◆ What to produce ◆
Return every line of the material below without any change, but leave the pictures out of your answer.

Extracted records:
## START

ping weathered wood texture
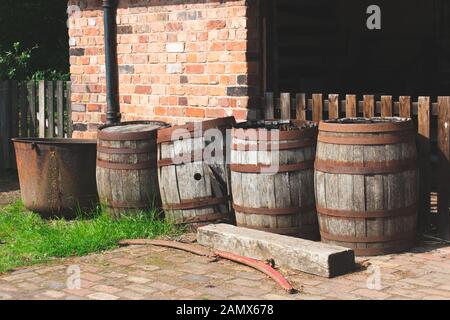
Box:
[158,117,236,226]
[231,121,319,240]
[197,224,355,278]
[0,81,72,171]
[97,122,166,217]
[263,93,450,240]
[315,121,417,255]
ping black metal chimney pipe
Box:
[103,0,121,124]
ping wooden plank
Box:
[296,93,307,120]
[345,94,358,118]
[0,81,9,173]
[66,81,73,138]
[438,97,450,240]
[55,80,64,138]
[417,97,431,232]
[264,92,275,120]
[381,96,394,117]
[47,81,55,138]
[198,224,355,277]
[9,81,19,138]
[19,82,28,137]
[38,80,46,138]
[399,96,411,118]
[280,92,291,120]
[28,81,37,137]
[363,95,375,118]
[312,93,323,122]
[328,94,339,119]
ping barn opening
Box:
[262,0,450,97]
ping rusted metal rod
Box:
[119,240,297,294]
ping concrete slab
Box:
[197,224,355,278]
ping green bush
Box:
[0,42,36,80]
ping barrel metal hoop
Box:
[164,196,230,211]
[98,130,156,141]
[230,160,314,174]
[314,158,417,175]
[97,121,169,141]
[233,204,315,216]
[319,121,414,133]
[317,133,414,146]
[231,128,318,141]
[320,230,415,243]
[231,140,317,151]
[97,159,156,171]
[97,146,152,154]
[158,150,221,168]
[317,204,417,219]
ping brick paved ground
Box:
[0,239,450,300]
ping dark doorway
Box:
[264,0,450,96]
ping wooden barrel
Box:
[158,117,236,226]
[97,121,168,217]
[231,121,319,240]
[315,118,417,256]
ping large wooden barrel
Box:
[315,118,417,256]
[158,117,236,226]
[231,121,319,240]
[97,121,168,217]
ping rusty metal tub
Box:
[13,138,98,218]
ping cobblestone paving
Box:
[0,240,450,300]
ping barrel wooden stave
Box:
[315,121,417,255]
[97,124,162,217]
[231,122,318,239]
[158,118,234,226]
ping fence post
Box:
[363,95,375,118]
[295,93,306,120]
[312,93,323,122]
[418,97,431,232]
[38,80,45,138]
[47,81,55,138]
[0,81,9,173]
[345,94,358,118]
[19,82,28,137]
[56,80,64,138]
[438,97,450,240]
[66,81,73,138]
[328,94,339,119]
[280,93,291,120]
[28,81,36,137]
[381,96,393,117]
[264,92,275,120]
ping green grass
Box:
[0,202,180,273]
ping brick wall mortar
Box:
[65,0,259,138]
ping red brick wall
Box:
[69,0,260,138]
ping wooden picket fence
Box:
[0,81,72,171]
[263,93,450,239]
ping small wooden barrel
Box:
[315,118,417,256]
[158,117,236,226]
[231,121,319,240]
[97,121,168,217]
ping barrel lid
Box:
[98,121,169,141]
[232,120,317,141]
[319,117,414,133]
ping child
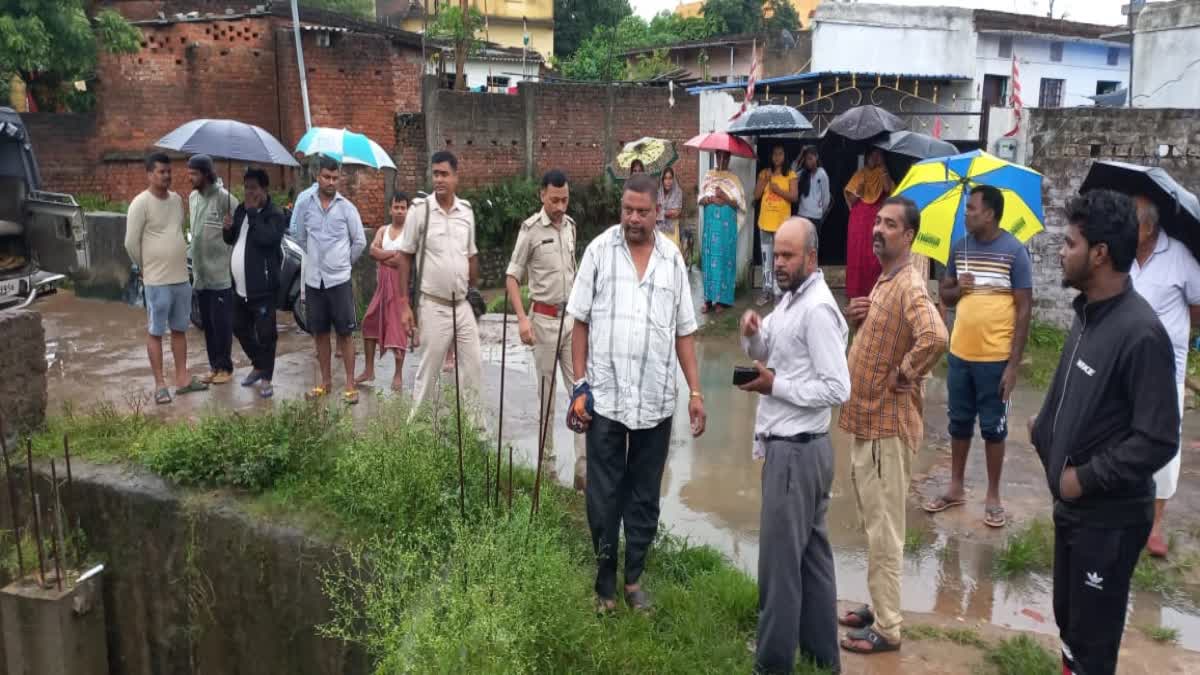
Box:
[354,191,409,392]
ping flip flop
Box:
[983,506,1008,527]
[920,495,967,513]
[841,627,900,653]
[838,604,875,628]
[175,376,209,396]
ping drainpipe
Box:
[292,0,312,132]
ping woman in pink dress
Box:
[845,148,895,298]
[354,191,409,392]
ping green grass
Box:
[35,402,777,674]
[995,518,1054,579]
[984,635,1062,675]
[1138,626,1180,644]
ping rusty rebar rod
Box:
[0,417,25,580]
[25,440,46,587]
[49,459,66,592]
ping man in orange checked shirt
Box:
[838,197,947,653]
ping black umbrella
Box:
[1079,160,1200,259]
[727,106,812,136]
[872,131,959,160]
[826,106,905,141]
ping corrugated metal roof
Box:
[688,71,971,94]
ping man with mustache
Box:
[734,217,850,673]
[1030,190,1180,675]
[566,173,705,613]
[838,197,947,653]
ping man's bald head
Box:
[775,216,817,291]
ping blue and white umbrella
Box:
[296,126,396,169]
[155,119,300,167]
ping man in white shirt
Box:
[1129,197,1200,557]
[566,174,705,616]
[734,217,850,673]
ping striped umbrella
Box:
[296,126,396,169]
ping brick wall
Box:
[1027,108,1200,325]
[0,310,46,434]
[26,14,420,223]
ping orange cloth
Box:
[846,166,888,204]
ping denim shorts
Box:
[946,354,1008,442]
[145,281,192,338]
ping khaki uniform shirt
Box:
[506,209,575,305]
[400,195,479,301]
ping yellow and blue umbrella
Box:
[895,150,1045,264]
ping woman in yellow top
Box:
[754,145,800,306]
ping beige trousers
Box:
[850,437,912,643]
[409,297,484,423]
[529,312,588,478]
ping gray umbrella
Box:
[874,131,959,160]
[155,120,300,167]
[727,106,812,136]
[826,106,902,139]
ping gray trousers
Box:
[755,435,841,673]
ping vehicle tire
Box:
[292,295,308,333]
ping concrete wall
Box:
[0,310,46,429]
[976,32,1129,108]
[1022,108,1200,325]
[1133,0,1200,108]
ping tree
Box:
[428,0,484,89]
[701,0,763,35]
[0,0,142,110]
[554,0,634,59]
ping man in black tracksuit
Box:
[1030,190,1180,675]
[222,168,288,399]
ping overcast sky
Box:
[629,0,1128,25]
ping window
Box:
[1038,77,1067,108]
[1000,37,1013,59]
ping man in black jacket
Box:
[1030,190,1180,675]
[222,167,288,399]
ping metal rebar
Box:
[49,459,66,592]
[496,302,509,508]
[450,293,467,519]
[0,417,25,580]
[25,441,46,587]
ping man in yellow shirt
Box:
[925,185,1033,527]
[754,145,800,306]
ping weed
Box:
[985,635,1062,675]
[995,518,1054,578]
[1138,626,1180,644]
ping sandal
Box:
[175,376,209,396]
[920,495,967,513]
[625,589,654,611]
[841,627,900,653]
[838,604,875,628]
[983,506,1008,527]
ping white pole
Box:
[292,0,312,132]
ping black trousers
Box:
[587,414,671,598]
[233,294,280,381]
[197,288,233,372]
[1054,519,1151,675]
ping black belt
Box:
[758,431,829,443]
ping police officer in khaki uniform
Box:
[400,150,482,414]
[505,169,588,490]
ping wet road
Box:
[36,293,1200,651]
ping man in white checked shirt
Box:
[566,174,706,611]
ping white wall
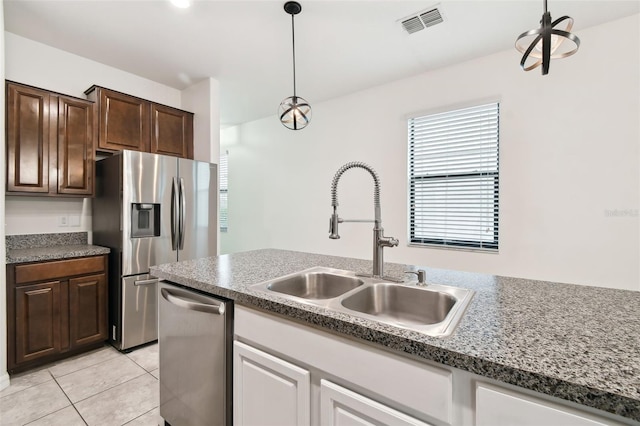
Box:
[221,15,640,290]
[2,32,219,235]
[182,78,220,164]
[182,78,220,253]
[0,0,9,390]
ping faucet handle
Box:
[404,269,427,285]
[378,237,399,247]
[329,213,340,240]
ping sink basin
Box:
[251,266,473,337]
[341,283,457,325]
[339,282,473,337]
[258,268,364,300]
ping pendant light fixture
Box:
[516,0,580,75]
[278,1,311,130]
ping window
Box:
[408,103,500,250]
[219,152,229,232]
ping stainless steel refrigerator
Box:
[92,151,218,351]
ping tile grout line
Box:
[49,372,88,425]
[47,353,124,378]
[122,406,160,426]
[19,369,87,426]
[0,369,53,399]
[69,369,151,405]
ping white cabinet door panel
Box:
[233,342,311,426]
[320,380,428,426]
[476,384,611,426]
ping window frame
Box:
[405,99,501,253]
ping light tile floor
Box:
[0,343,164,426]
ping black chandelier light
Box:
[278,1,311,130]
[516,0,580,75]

## END

◆ Solved exercise ◆
ping weathered wood texture
Box:
[158,117,236,226]
[231,121,319,240]
[197,224,355,278]
[0,81,72,171]
[97,122,166,217]
[263,93,450,240]
[315,121,417,255]
ping black metal chimney pipe
Box:
[103,0,121,124]
ping wooden plank
Box:
[296,93,307,120]
[345,94,358,118]
[0,81,9,173]
[66,81,73,138]
[438,97,450,240]
[55,80,64,138]
[417,97,431,232]
[264,92,275,120]
[381,96,394,117]
[47,81,55,138]
[198,224,355,277]
[9,81,19,138]
[19,82,28,137]
[38,80,46,138]
[399,96,411,118]
[280,92,291,120]
[28,81,37,137]
[363,95,375,118]
[312,93,323,122]
[328,94,339,119]
ping barn opening
Box:
[262,0,450,97]
ping rusted metal rod
Box:
[119,240,297,294]
ping concrete slab
Box:
[197,224,355,278]
ping green bush
Box:
[0,42,36,80]
ping barrel metal hoop
Box:
[164,196,230,211]
[98,130,156,141]
[230,160,314,174]
[314,158,417,175]
[97,121,169,141]
[233,204,315,216]
[319,121,414,133]
[317,133,414,146]
[231,128,318,141]
[320,230,415,243]
[231,140,317,151]
[97,159,156,171]
[97,146,152,154]
[158,150,221,168]
[317,204,417,219]
ping brick paved ground
Box:
[0,239,450,300]
ping dark doorway
Box:
[264,0,450,96]
ping wooden barrel
Box:
[158,117,236,226]
[97,121,168,217]
[231,121,319,240]
[315,118,417,256]
ping large wooden barrel
Box:
[315,118,417,256]
[158,117,236,226]
[231,121,319,240]
[97,121,168,217]
ping rusty metal tub
Box:
[13,138,98,218]
ping cobblestone paving
Box:
[0,240,450,300]
ping barrel wooden stave
Box:
[315,121,417,255]
[97,124,162,217]
[231,122,318,239]
[158,118,234,226]
ping fence post
Box:
[363,95,375,118]
[295,93,306,120]
[312,93,323,122]
[418,97,431,232]
[38,80,45,138]
[47,81,55,138]
[0,81,9,173]
[345,94,358,118]
[19,82,28,137]
[56,80,64,138]
[438,97,450,240]
[66,81,73,138]
[328,94,339,119]
[280,93,291,120]
[28,81,36,137]
[381,96,393,117]
[264,92,275,120]
ping green grass
Box:
[0,202,180,273]
ping brick wall mortar
Box:
[65,0,259,138]
ping red brick wall
Box:
[69,0,260,138]
ping wooden picket fence
Box:
[0,81,72,171]
[263,93,450,239]
ping small wooden barrel
Box:
[315,118,417,256]
[158,117,236,226]
[231,121,319,240]
[97,121,168,217]
ping barrel lid
Box:
[98,121,169,141]
[232,120,317,141]
[319,117,414,133]
ping child
Box:
[354,191,409,392]
ping flip flop
Box:
[983,506,1008,527]
[920,495,967,513]
[841,627,900,653]
[838,604,875,628]
[175,376,209,396]
ping drainpipe
Box:
[292,0,312,132]
ping woman in pink dress
Box:
[845,148,895,298]
[354,191,409,392]
ping green grass
Box:
[35,402,777,674]
[995,518,1054,579]
[984,635,1062,675]
[1138,626,1180,644]
ping rusty rebar rod
Box:
[0,417,25,580]
[25,440,46,587]
[49,459,66,592]
ping man in orange checked shirt
Box:
[838,197,947,653]
ping black umbrella
Box:
[1079,160,1200,259]
[727,106,812,136]
[872,131,959,160]
[826,106,905,141]
ping corrugated metal roof
Box:
[688,71,971,94]
ping man with mustache
Box:
[734,217,850,673]
[1030,190,1180,675]
[566,173,705,613]
[838,197,947,653]
ping man's bald head
Box:
[775,216,817,291]
ping blue and white umbrella
Box:
[296,126,396,169]
[155,119,300,167]
ping man in white shirt
Box:
[1129,197,1200,557]
[566,174,705,616]
[734,217,850,673]
ping striped umbrella
Box:
[296,126,396,169]
ping brick wall
Box:
[1027,108,1200,325]
[0,310,46,434]
[26,14,420,223]
ping orange cloth
Box:
[846,166,888,204]
ping denim shorts
Box:
[946,354,1008,442]
[145,281,192,338]
ping khaki uniform shirt
Box:
[506,209,575,305]
[400,195,479,301]
ping yellow and blue umbrella
Box:
[895,150,1045,264]
ping woman in yellow top
Box:
[754,145,800,306]
ping beige trousers
Box:
[850,437,912,643]
[409,297,484,423]
[529,312,588,478]
ping gray umbrella
Box:
[874,131,959,160]
[155,120,300,167]
[727,106,812,136]
[826,106,902,139]
ping gray trousers
Box:
[755,435,841,673]
ping vehicle tire
Box:
[292,295,308,333]
ping concrete wall
Box:
[0,310,46,429]
[976,32,1129,108]
[1022,108,1200,325]
[1133,0,1200,108]
ping tree
Box:
[428,0,484,89]
[701,0,763,35]
[0,0,142,110]
[554,0,634,59]
ping man in black tracksuit
Box:
[1030,190,1180,675]
[222,168,288,399]
ping overcast sky
Box:
[629,0,1128,25]
ping window
Box:
[1038,77,1067,108]
[1000,37,1013,59]
ping man in black jacket
Box:
[1030,190,1180,675]
[222,167,288,399]
ping metal rebar
Box:
[49,459,66,592]
[496,302,509,508]
[450,293,467,519]
[0,417,25,580]
[25,441,46,587]
ping man in yellow shirt
Box:
[925,185,1033,527]
[754,145,800,306]
ping weed
Box:
[985,635,1062,675]
[995,518,1054,578]
[1138,626,1180,644]
ping sandal
Box:
[175,376,209,396]
[920,495,967,513]
[625,589,654,611]
[841,627,900,653]
[838,604,875,628]
[983,506,1008,527]
ping white pole
Box:
[292,0,312,132]
ping black trousers
Box:
[587,414,671,598]
[233,294,280,381]
[197,288,233,372]
[1054,519,1151,675]
ping black belt
Box:
[758,431,829,443]
ping police officer in khaki uniform
Box:
[400,150,482,414]
[505,169,588,490]
ping wet road
Box:
[36,293,1200,651]
ping man in white checked shirt
Box:
[566,174,706,611]
ping white wall
Box:
[221,15,640,290]
[2,32,219,235]
[182,78,220,164]
[182,78,220,253]
[0,0,9,390]
ping faucet handle
Box:
[404,269,427,285]
[378,237,399,247]
[329,213,340,240]
ping sink basin
Box:
[251,266,473,337]
[341,283,457,325]
[339,282,473,337]
[258,268,364,300]
ping pendant light fixture
Box:
[516,0,580,75]
[278,1,311,130]
ping window
Box:
[408,103,500,250]
[219,152,229,232]
ping stainless steel refrigerator
Box:
[92,151,218,351]
ping tile grout line
Box:
[49,372,88,425]
[47,353,124,378]
[122,406,160,426]
[19,369,87,426]
[0,369,53,399]
[69,369,151,405]
ping white cabinet door panel
Box:
[233,342,311,426]
[320,380,428,426]
[476,384,611,426]
ping window frame
Box:
[405,99,501,253]
ping light tile floor
Box:
[0,343,164,426]
ping black chandelier light
Box:
[278,1,311,130]
[516,0,580,75]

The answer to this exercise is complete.